◆ **Stored entries**
◆ ◆ ◆

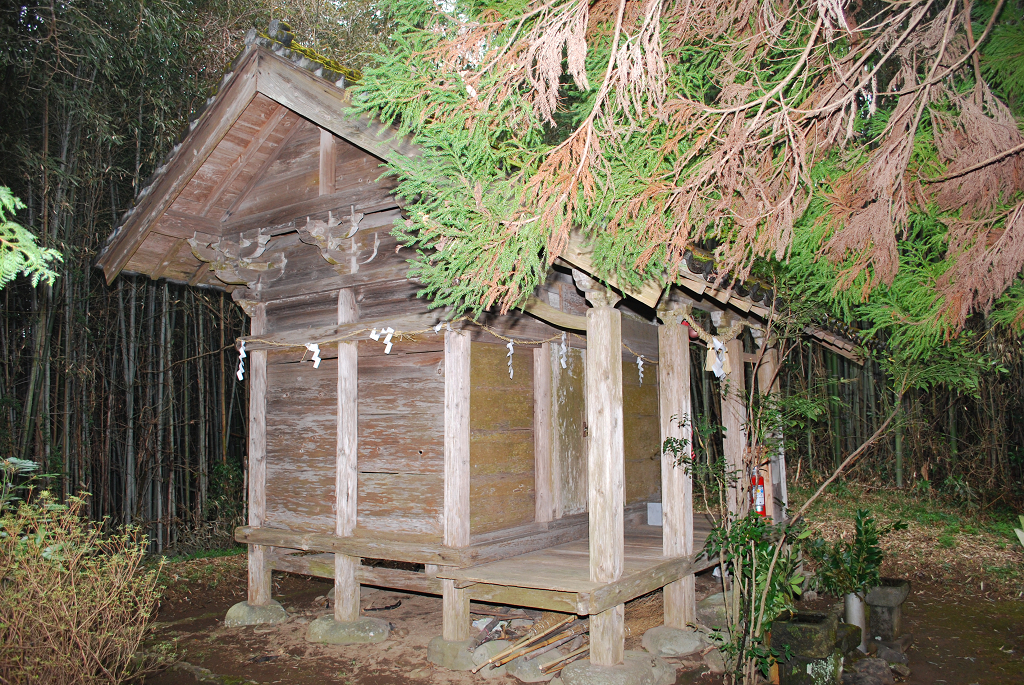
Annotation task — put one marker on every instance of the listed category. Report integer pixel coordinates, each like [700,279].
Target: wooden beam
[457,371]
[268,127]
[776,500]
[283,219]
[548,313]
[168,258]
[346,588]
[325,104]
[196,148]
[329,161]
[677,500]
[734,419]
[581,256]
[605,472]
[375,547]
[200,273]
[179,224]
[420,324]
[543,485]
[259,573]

◆ ◆ ◆

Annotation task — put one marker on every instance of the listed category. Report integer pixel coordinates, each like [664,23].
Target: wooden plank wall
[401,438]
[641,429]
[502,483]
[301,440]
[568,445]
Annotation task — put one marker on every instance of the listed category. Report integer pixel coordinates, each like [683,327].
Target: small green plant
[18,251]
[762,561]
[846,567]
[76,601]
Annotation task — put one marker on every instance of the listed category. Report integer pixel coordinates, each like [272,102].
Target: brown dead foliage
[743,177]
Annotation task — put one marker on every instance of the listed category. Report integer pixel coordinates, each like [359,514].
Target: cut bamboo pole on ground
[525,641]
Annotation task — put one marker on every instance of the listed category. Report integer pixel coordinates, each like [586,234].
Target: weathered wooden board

◆ ◆ ◆

◆ **Your instructions**
Set down verbatim the lines between the one containing "each like [272,102]." and the one containing "Target: weathered wooden board", including both of those lines.

◆ **Exercise response**
Annotation task — put one marker on every instance of the listed category. Report integer pixel coordinates, each like [272,102].
Target: brown dead foliage
[743,177]
Annotation task — put one marker on every instance of the listed category. Report integer pixel coordinates, each like [359,514].
Target: cut bamboo pole on ground
[525,641]
Annotation task — put one marker on every instance of the listed category. Report integer pixel coordinates, each like [586,234].
Target: weathered wooden board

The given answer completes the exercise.